Stated exercise: Return every line in the records below that contains the word "rows". Case matters.

Dataset content:
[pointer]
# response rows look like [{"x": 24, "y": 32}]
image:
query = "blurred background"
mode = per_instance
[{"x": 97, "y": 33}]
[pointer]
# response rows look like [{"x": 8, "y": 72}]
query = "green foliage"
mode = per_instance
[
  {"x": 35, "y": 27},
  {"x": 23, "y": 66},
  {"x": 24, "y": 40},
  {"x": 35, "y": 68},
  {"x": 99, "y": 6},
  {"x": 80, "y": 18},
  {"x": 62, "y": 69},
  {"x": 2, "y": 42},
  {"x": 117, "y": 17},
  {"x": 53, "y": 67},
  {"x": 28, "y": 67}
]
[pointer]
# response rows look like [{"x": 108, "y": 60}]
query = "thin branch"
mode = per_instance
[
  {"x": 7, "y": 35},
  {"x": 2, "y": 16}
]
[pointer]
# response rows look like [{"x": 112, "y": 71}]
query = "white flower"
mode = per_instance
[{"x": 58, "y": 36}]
* * *
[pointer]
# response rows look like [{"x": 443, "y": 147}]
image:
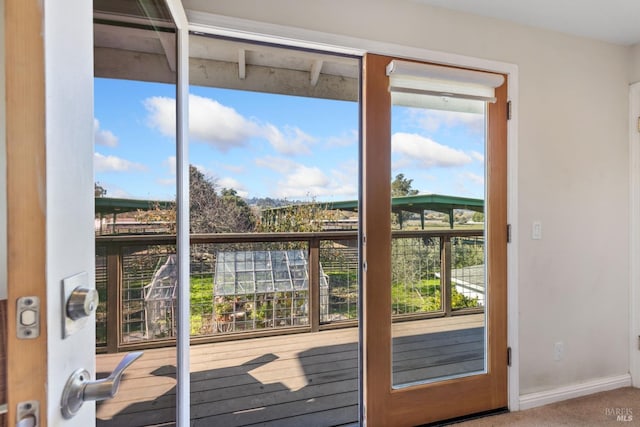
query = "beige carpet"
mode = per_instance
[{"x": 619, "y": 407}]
==
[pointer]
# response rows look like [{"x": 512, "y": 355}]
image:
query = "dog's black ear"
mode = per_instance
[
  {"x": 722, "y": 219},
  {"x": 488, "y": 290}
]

Completed exercise:
# response rows look like [{"x": 24, "y": 32}]
# response rows look like [{"x": 8, "y": 72}]
# response rows look like [{"x": 108, "y": 60}]
# response rows look like [{"x": 112, "y": 71}]
# response rows look like [{"x": 443, "y": 147}]
# response rows look like [{"x": 512, "y": 355}]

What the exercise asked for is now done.